*Supplied data*
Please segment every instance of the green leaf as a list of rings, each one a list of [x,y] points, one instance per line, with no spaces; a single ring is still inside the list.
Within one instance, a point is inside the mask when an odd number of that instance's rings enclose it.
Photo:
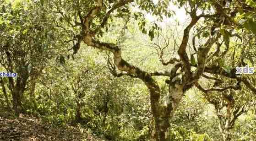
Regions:
[[[247,30],[256,35],[256,22],[248,20],[245,22],[244,26]]]

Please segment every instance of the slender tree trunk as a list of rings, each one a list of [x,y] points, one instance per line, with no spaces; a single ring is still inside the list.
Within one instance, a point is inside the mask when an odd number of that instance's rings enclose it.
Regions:
[[[224,122],[220,122],[219,128],[223,141],[231,141],[231,132],[229,127],[229,124],[228,121],[226,122],[226,124],[224,125]]]
[[[5,88],[5,83],[2,78],[0,77],[0,82],[1,83],[1,87],[2,87],[2,90],[3,90],[3,93],[4,93],[4,96],[5,97],[5,103],[6,103],[6,105],[7,108],[9,110],[11,110],[11,106],[10,106],[10,103],[9,102],[9,99],[8,98],[8,95]]]
[[[81,121],[81,104],[76,100],[76,122]]]
[[[165,98],[164,103],[154,96],[160,95],[158,91],[151,92],[151,107],[156,126],[156,139],[157,141],[169,141],[169,119],[178,107],[183,95],[182,85],[170,86],[169,94]]]
[[[33,81],[32,82],[32,86],[29,92],[29,102],[32,105],[33,109],[35,109],[36,105],[35,104],[35,97],[34,94],[35,92],[35,90],[36,89],[36,81]]]
[[[21,91],[15,90],[12,93],[13,108],[15,115],[19,116],[22,112],[22,95]]]

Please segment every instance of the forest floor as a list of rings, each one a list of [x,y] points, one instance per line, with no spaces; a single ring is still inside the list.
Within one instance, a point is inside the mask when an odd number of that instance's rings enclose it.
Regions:
[[[50,126],[40,119],[21,115],[15,118],[0,109],[0,141],[106,141],[88,135],[84,129],[70,125]]]

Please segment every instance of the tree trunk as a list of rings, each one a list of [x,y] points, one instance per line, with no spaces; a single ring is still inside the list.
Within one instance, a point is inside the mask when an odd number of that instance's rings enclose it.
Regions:
[[[160,104],[159,99],[157,101],[155,100],[156,98],[153,98],[153,96],[158,95],[156,92],[158,92],[158,91],[151,92],[151,107],[156,127],[156,139],[157,141],[169,141],[169,119],[178,107],[184,94],[183,87],[179,85],[170,86],[169,94],[166,97],[164,104]]]
[[[229,128],[229,125],[228,122],[226,122],[226,125],[223,125],[223,123],[219,123],[219,128],[223,141],[231,141],[231,132],[230,128]]]
[[[76,100],[76,122],[81,122],[81,104]]]
[[[34,92],[36,89],[36,82],[35,80],[32,80],[32,85],[29,92],[29,102],[32,105],[33,109],[36,108],[36,103],[35,101]]]
[[[2,90],[3,90],[3,93],[4,93],[4,96],[5,97],[5,103],[6,103],[6,105],[7,108],[9,110],[11,110],[11,106],[10,106],[10,103],[9,102],[9,99],[8,98],[8,95],[5,86],[5,83],[2,78],[0,78],[0,82],[1,83],[1,87],[2,87]]]
[[[15,90],[12,93],[15,114],[18,117],[19,116],[22,112],[22,93],[21,92],[21,91]]]

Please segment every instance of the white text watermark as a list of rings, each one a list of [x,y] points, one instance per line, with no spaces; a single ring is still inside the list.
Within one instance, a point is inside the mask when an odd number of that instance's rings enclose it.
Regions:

*What is asked*
Switch "forest floor" to "ground cover" throughout the records above and reproduce every record otherwise unchanged. Omit the pictures from the output.

*Solved problem*
Please segment every instance of the green leaf as a list of rings, each one a list of [x,y] points, one instance per line, with no spaces; a single ring is still inside the list.
Within one instance, a point is inside the mask when an odd number of that instance's rings enclose it.
Photo:
Regions:
[[[247,30],[256,35],[256,22],[248,20],[245,22],[244,26]]]

Please segment every instance of the slender tree trunk as a list of rings, each one a list of [x,y] points, one instance per line, with no spaces; a single ring is still inside the list.
Within one instance, a point is inside the mask when an odd number of that instance's rings enclose it.
Regions:
[[[224,122],[220,122],[219,128],[223,141],[231,141],[231,132],[229,127],[229,124],[228,121],[226,122],[226,124],[224,125]]]
[[[5,88],[5,83],[2,78],[0,77],[0,82],[1,83],[1,87],[2,87],[2,90],[3,90],[3,93],[4,93],[4,96],[5,97],[5,103],[6,103],[6,105],[7,108],[9,110],[11,110],[11,106],[10,106],[10,103],[9,102],[9,99],[8,98],[8,95]]]
[[[81,121],[81,104],[76,100],[76,122]]]
[[[165,98],[164,103],[154,96],[160,95],[158,91],[151,92],[151,107],[156,126],[156,139],[157,141],[169,141],[169,119],[178,107],[183,95],[182,85],[170,86],[169,94]]]
[[[33,81],[32,82],[32,86],[29,92],[29,102],[32,105],[33,109],[35,109],[36,105],[35,104],[35,97],[34,94],[35,92],[35,90],[36,89],[36,81]]]
[[[21,91],[15,90],[12,93],[13,108],[15,115],[19,116],[22,112],[22,95]]]

Please segment every instance of the ground cover as a list of rings, each one a list of [x,y] points, one instance per line, with no spaces; a single ring is still inside the list.
Within one instance, a point is inside the mask when an odd number of that instance's rings enclose it.
Regions:
[[[50,126],[40,119],[21,115],[15,118],[0,109],[0,141],[106,141],[88,135],[84,129],[70,125]]]

Please segment every instance of the tree trunk as a list of rings, each one a list of [x,y] points, one instance per line, with no spaces; a single ring is still inside the list.
Within one instance, a point is inside the mask when an odd number of that instance's rings enclose it.
Regions:
[[[160,104],[159,99],[157,101],[155,100],[156,98],[153,98],[153,96],[158,95],[156,92],[158,92],[158,91],[151,92],[151,107],[156,127],[156,139],[157,141],[169,141],[169,119],[178,107],[184,94],[183,87],[179,85],[170,86],[169,94],[166,97],[164,104]]]
[[[229,128],[229,125],[228,122],[226,122],[226,125],[223,125],[223,123],[219,123],[219,128],[223,141],[231,141],[231,132],[230,128]]]
[[[76,100],[76,122],[81,122],[81,104]]]
[[[34,92],[36,89],[36,82],[35,80],[32,80],[32,85],[29,92],[29,102],[32,105],[33,109],[36,108],[36,103],[35,101]]]
[[[2,90],[3,90],[3,93],[4,93],[4,96],[5,97],[5,103],[6,103],[6,105],[7,108],[9,110],[11,110],[11,106],[10,106],[10,103],[9,102],[9,99],[8,98],[8,95],[5,86],[5,83],[2,78],[0,78],[0,82],[1,83],[1,87],[2,87]]]
[[[15,90],[12,93],[15,114],[18,117],[19,116],[22,112],[22,93],[21,92],[21,91]]]

Please segment every instance of the white text watermark as a list of rings, each one a list of [x,y] points, one instance per line, with no spaces; a single ring is still inside the list.
Within one instance, a point is inside the mask when an odd number of that instance's rings enclose it.
Regions:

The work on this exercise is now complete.